╭─ Text
Naftule Brandwein (1889-1963) wurde in der kleinen Stadt Peremyschljany (in der Nähe von Lwiw) im österreichischen Galizien geboren, eine Region, welche 1918 an Polen angegliedert wurde. Sein Vater, Pesakh Brandwein, war Badkhn (Hochzeitsveranstalter), Geiger und Dirigent seiner Kapelye (Familienorchester), welche durch ganz Ostgalizien reiste. Naftule war eins von insgesamt 14 Kindern, die sein Vater mit vier verschiedenen Ehefrauen hatte. Er hatte neun Brüder und vier Schwestern, darunter Henriette, seine Zwillingsschwester. Im Jahr 1919 wanderte, mit Ausnahme zweier Brüder, die ganze Familie nach Amerika aus. Der älteste Bruder Eli, sowie der jüngste Bruder Tzvi-Hirsch (beide wurden später von den Nazis ermordet) blieben in der Heimat zurück. Der Sohn von Tzvi-Hirsch, Leopold Kozlowski, war eine führende Persönlichkeit und an der Wiederbelebung der Klezmer, in Mittel- und Osteuropa seit den 1990er Jahren, beteiligt.
Brandwein ist auf zahlreichen klassischen jiddischen Aufnahmen aus den goldenen Jahren der jiddischen Volksmusik (1915-1935), insbesondere auf den Aufnahmen von Abe Schwartz (1881-1960), zu hören. Im Hintergrund dieser Aufnahmen ist der unglaubliche Virtuose Naftule Brandwein zu hören, wie er auf seiner Es-Klarinette (kleine Klarinette/ Piccoloklarinette) spielt.
Einer der letzten Aufnahmen von Schwartz, auf welchen der Klarinettist spielte, war „Firn Di Mekhutonim Aheym“ („Die Schwiegereltern nach Hause begleiten“). Dieses gasn nign (Straßenlied) mit dem durchgehenden Sostenuto und dem Legato-Klarinettensolo, offenbart die unglaublichen Talente Brandweins. Seine Improvisationen, Fingersätze, seine schnellen Tonleitern, seine Atemkontrolle, seine Glissandos und seine Knaytches machten aus der Aufnahme einer der meistgehörten und meistgespielten aus den Jahren der Renaissance der Klezmer in den 1980er Jahren. Das gilt besonders für die Orchester der Klezmer-Renaissance, welche bevorzugt lieber das Repertoire kleiner Gruppen der 1920er und 1930 spielen als der großen Ensembles.
╰─
╭─ Vorliegendes Material
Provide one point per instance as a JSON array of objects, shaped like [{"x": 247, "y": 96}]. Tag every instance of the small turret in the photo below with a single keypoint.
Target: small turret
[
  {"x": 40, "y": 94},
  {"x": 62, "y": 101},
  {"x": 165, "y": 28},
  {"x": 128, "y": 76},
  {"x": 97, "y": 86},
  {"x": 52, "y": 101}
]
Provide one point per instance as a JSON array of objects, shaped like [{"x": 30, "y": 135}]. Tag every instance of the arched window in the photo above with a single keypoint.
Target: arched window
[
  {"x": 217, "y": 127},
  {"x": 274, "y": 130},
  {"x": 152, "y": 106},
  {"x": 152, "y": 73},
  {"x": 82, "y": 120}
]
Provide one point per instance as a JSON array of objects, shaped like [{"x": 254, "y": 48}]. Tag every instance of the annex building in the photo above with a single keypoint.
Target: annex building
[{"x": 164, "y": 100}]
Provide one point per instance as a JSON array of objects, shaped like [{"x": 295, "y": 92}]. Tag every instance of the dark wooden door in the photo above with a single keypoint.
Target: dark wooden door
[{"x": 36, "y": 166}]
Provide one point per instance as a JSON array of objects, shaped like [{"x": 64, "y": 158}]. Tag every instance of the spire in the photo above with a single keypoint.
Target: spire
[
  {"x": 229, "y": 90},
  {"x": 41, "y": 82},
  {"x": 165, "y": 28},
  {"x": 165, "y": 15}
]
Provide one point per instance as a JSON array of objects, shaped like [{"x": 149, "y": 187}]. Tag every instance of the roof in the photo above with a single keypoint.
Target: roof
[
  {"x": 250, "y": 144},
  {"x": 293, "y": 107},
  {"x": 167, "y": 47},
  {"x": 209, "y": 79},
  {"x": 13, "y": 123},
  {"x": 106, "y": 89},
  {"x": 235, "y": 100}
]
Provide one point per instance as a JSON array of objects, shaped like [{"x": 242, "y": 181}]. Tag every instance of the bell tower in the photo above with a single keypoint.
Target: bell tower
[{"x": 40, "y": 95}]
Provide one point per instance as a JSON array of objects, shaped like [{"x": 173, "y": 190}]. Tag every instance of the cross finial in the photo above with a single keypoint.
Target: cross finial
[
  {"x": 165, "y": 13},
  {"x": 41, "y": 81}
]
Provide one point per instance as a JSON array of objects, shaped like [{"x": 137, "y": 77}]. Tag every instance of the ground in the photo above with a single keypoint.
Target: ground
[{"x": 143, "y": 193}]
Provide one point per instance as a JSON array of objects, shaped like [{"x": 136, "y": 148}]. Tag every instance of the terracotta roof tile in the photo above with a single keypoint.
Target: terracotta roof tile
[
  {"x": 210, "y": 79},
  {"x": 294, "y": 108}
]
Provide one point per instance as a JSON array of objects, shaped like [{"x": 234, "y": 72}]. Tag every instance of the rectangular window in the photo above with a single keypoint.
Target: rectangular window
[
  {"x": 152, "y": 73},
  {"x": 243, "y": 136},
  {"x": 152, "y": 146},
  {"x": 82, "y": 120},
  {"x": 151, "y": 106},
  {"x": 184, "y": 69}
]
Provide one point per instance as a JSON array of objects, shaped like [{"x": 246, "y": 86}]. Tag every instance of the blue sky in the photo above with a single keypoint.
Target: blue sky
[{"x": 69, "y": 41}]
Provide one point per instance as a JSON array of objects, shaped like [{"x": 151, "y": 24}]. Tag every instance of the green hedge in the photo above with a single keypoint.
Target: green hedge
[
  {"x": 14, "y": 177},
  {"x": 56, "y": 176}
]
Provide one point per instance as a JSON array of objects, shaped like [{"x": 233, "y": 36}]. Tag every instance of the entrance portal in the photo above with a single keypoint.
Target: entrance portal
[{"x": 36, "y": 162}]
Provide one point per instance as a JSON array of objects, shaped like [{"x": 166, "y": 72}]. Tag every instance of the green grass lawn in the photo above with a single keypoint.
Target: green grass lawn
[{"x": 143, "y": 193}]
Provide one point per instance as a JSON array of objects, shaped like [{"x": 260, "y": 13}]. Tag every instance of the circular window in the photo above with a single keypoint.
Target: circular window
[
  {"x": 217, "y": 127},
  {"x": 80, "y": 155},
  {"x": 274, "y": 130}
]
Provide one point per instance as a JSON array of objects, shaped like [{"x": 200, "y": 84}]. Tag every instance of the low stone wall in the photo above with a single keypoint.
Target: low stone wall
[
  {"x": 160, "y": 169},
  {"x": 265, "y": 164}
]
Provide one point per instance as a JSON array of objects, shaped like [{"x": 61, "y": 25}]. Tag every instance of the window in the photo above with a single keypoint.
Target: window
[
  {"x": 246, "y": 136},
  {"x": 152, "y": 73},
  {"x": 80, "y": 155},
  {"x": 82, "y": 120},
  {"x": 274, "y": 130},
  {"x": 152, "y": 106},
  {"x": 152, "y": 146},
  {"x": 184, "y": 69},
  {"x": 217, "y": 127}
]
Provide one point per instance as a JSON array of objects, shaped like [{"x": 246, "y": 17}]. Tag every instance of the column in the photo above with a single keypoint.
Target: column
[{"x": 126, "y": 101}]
╰─
Aufgabe: Auf welchem Instrument spielt Naftule Brandwein laut dem Text über ihn in den Aufnahmen von Abe Schwartz? Das Material steht in keinem Zusammenhang mit dem Text.

Lösung: Auf seiner Es-Klarinette, einer kleinen Klarinette oder Piccoloklarinette.